Find every line in the material below that contains the word "rock", and copy each of those lines.

══════════

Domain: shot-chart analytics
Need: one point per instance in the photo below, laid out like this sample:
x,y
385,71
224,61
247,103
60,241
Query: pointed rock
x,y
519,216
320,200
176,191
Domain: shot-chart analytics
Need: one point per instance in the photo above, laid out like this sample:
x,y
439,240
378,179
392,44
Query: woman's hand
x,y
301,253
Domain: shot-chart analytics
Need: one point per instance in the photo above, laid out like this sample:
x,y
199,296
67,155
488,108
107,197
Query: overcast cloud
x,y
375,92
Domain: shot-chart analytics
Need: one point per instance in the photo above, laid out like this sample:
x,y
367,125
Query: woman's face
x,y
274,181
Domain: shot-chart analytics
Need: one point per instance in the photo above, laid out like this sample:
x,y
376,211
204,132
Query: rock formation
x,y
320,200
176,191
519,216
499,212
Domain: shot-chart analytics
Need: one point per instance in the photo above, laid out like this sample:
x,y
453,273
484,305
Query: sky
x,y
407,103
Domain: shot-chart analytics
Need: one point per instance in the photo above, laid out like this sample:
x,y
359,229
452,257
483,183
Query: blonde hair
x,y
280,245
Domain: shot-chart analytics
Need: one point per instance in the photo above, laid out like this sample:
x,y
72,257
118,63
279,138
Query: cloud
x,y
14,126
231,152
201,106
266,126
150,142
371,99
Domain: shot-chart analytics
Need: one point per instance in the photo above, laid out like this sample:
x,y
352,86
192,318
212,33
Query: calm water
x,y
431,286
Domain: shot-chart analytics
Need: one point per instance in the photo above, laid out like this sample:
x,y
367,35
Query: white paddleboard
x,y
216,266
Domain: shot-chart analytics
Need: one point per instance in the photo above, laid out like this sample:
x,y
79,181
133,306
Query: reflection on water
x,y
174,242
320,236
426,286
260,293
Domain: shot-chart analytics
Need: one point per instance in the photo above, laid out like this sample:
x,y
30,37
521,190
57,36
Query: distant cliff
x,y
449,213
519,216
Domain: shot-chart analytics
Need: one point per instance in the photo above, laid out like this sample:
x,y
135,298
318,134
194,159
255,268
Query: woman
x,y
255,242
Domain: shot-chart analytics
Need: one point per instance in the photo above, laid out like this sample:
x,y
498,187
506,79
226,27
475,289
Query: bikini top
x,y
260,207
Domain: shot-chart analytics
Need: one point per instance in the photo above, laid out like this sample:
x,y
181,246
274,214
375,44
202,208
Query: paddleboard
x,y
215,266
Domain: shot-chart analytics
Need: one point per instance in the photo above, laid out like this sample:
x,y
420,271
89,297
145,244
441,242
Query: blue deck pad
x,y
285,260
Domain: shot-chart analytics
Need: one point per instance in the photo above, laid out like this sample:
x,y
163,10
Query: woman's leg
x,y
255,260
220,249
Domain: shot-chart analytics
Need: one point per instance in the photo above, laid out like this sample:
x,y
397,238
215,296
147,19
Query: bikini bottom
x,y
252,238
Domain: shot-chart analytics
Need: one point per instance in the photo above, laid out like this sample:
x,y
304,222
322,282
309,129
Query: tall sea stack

══════════

§ PROBLEM SOLUTION:
Query: pointed rock
Query: rock formation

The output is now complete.